Retype each entry. Leave every word as it is.

---------- RECORDS PROVIDED

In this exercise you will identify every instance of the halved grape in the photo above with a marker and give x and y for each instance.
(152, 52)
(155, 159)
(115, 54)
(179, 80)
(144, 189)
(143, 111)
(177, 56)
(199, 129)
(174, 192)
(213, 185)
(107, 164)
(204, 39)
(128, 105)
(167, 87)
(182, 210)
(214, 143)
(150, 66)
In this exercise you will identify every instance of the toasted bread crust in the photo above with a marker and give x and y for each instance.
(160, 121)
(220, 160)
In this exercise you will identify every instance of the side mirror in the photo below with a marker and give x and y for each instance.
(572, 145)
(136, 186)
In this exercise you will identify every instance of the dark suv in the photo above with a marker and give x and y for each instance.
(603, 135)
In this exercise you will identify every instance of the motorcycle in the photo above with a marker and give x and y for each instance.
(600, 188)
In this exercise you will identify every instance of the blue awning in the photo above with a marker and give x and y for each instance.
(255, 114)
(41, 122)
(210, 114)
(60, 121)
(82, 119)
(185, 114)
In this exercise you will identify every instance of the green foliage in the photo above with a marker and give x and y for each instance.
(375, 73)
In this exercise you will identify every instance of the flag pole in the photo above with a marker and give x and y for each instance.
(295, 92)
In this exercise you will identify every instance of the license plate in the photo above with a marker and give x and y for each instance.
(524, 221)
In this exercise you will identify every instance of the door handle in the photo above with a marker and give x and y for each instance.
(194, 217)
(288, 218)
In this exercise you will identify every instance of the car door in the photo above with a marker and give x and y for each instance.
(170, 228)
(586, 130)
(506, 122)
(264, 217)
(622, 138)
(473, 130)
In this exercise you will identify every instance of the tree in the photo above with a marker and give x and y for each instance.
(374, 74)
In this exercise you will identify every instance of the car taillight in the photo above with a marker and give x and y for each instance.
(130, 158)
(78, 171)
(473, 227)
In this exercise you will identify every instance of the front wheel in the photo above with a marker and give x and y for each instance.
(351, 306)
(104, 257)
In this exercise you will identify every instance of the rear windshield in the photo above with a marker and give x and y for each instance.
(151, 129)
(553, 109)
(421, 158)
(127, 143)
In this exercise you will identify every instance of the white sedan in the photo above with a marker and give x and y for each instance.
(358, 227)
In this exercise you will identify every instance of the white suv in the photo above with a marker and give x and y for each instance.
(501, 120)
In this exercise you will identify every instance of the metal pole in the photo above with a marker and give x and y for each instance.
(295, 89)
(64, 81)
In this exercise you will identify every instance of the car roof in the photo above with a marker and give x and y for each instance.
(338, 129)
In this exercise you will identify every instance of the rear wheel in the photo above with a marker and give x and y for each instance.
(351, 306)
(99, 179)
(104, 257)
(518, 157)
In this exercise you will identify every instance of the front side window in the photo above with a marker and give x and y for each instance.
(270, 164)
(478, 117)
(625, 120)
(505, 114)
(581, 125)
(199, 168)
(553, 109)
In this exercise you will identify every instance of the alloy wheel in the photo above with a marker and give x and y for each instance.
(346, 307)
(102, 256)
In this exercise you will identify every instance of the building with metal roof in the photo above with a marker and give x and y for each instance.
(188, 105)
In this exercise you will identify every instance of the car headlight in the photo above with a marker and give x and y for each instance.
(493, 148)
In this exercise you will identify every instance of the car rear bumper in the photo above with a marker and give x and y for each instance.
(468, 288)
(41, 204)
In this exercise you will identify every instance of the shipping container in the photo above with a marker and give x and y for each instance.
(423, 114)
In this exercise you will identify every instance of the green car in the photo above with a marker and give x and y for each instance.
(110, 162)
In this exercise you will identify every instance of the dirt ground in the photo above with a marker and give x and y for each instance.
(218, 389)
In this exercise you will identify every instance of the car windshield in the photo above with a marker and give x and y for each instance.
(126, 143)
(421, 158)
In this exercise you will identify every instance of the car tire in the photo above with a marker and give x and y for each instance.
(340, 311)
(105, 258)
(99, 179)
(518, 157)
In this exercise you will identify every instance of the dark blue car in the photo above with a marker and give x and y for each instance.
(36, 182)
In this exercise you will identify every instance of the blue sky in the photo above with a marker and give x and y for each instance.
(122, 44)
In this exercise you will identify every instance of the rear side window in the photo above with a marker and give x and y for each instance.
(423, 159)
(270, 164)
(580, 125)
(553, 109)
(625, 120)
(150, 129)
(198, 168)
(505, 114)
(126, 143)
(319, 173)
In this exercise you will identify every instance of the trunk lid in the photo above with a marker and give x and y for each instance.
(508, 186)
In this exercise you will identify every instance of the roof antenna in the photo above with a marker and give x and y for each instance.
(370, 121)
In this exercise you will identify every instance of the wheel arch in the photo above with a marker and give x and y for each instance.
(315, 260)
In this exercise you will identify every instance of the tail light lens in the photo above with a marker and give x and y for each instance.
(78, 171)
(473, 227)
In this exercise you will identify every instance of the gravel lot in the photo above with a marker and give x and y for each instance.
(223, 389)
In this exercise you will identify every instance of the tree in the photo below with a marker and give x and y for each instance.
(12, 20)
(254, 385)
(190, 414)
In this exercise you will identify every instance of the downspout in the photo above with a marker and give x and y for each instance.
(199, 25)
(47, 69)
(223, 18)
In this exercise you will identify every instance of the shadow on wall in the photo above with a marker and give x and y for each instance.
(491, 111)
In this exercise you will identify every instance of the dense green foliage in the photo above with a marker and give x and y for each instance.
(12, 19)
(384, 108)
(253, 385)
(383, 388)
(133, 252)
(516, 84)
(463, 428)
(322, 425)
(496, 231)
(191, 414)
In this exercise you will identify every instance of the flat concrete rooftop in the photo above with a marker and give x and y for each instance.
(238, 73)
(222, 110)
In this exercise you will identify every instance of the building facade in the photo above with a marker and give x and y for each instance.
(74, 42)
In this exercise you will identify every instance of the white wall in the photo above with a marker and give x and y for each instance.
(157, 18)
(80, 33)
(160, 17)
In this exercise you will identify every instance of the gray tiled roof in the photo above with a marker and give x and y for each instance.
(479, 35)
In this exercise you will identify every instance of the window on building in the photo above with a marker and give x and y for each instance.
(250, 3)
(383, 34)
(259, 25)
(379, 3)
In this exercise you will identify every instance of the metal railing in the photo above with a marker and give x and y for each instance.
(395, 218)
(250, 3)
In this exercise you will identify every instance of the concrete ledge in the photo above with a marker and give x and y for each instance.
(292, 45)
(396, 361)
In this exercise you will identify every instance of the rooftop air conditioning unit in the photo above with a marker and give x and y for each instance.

--------------------

> RESULT OF THE EXERCISE
In this exercise you will identify every instance of the halved grape in the photo above with a marker and give x and y for each instance.
(152, 52)
(155, 159)
(115, 54)
(179, 80)
(144, 189)
(143, 111)
(177, 56)
(199, 129)
(174, 192)
(213, 185)
(107, 164)
(204, 39)
(128, 105)
(167, 87)
(182, 210)
(214, 143)
(150, 66)
In this exercise you will identify every instance of the toasted bread crust in the photo above with a marker and give x and y for each instance.
(160, 121)
(220, 160)
In this exercise you will identify every instance of the side mirror in the photo below with a marker and give x and y for each instance.
(572, 145)
(136, 186)
In this exercise you will identify every instance of the dark suv in the photo above with a marker and give x and y for each instance.
(603, 135)
In this exercise you will identify every instance of the motorcycle in the photo above with a marker and give x and y for each instance.
(600, 188)
In this exercise you will identify every instance of the blue awning in the photo above with a marker and give x and y for each instance.
(255, 114)
(41, 122)
(210, 114)
(60, 121)
(82, 119)
(185, 114)
In this exercise you will identify every instance of the green foliage in the photo above with a marker and give x and y for each instance.
(375, 73)
In this exercise you will identify every instance of the flag pole in the photo above with a marker and give x and y for each instance.
(295, 92)
In this exercise you will identify every instance of the license plate in the photo above with a marker and give x and y for each instance.
(524, 221)
In this exercise you will identify every instance of the door handle in the photo above with a marker and give x and y for each instance.
(194, 217)
(288, 218)
In this exercise you will identify every instance of the car door in the photo above with a marker and give x and y for each instance.
(170, 228)
(586, 130)
(506, 122)
(264, 217)
(622, 138)
(473, 130)
In this exercise you will identify every instance of the tree in the photo above with a marker and give x and y for each instance.
(374, 74)
In this exercise you will identify every instance of the car taillight in the photo above with a marker and give x and y for each instance.
(130, 158)
(78, 171)
(473, 227)
In this exercise you will identify every instance of the front wheel in the photo above with a marker and give x and y for each instance.
(351, 306)
(104, 257)
In this exercise you will identify every instance of the rear windshield in the photo above with a marker and give x and y for each instance.
(151, 129)
(553, 109)
(421, 158)
(127, 143)
In this exercise you will identify every instance of the white sedan in the photo above with a marker and give x and y for each instance.
(358, 227)
In this exercise you will identify every instance of the white suv in the photo above with a marker and give x and y for each instance.
(501, 120)
In this exercise you will identify every instance of the metal pole in the photo above with a marker and give x and y for each instance.
(295, 89)
(64, 81)
In this exercise you will identify every instance of the car roof in the photo above with a marker and give x and y for each instance.
(338, 129)
In this exercise you will identify every instance of the rear wheel in the photo above with a marker and give x and y for each instance.
(351, 306)
(99, 179)
(104, 257)
(518, 157)
In this exercise you will identify every instance of the front side window in the photo above with a marker and give x and y for each instance.
(270, 164)
(478, 117)
(625, 120)
(505, 114)
(581, 125)
(199, 168)
(553, 109)
In this exercise you will identify every instance of the alloy wheel in the photo above with a marker and give x and y for each instance.
(346, 307)
(102, 256)
In this exercise you will identify every instance of the building with metal roof in the photo above with a marker and give x and y for each instance.
(188, 105)
In this exercise you will identify every instance of the car headlight in the photo above with a marker and give x and y for each instance.
(493, 148)
In this exercise you will identify every instance of the car rear bumper in the photo above with a marker and give x and y for each instance.
(468, 288)
(41, 204)
In this exercise you will identify every instance of the shipping container in the photo above with a marker and give x and y for each instance.
(423, 114)
In this exercise you will identify every instance of the green car in the photo above with a marker and give x and y for each instance.
(110, 162)
In this exercise you will identify every instance of the dirt ground in the photo above with a marker and give x and y for each instance.
(218, 389)
In this exercise you will identify every instance of the car windshield in the photo above with a marker and give x and y for each instance.
(126, 143)
(421, 158)
In this exercise you will identify every instance of the car tire in the photo above with a marker and give x and y for each instance.
(340, 311)
(105, 258)
(99, 179)
(518, 157)
In this exercise you will identify every instance of the dark blue car in the photo above with a marker and give x and y for each instance.
(36, 182)
In this exercise you will identify every instance of the blue sky in the photo above with a marker and give x and y for each instance.
(122, 44)
In this exercise you will identify every instance of the rear side window in the photo above with a marker and give x and y for each instance.
(423, 159)
(270, 164)
(580, 125)
(553, 109)
(625, 120)
(150, 129)
(198, 168)
(505, 114)
(126, 143)
(319, 173)
In this exercise you will identify every instance of the trunk lid in the photo above with a marker and give x and y for each instance.
(508, 186)
In this exercise you will identify every instance of the roof antenna in the photo above with a marker and give x and y for each instance.
(370, 121)
In this exercise you will identify every instance of the wheel arch in the photo above with a marker and give x and y for each instance.
(315, 260)
In this exercise you will identify every instance of the tail light lens in the photo above with a marker and give x and y for each instance.
(78, 171)
(473, 227)
In this exercise you will identify every instance of the gravel lot in the photo above with a marker and give x and y for each instance.
(223, 389)
In this exercise you will identify every instance of the tree in the photo below with a marker and give x and y for each instance.
(12, 20)
(254, 385)
(190, 414)
In this exercise you will identify every instance of the downspout in the photo above with a marker and give x and y for each instance.
(199, 25)
(47, 69)
(223, 18)
In this exercise you will identify every instance of the shadow on wall in the photo above with a marker and give x and y for each instance.
(491, 111)
In this exercise you will identify every instance of the dense green foliage in the photo above with a marker and give x and y for each instance.
(12, 19)
(384, 108)
(253, 385)
(383, 388)
(133, 252)
(516, 84)
(463, 428)
(322, 425)
(496, 231)
(191, 414)
In this exercise you will identify every instance of the flat concrete rooftop in the photo above with a marker and give x and y for each instance.
(238, 73)
(222, 110)
In this exercise you will identify every instance of the building facade in the photo above with a marker and give x and y for each instance.
(74, 42)
In this exercise you will identify every instance of the white wall in the photo above with a marker and give x and y for each instance.
(157, 18)
(80, 33)
(160, 17)
In this exercise you will identify every instance of the gray tiled roof in the photo above with a marker and give x and y for each instance.
(479, 35)
In this exercise you will identify every instance of the window on building in the photo above with a marker and give x and y for each instance.
(250, 3)
(383, 34)
(259, 25)
(379, 3)
In this exercise you will identify every instance of the metal railing in the photo above with a marker and give x and y for each instance.
(395, 218)
(250, 3)
In this exercise you will identify every instance of the concrete ledge in the photo above with a marker and give x and y for each instance.
(292, 45)
(396, 361)
In this exercise you will identify every instance of the rooftop air conditioning unit in the photo above with a marker and give x and y for each instance.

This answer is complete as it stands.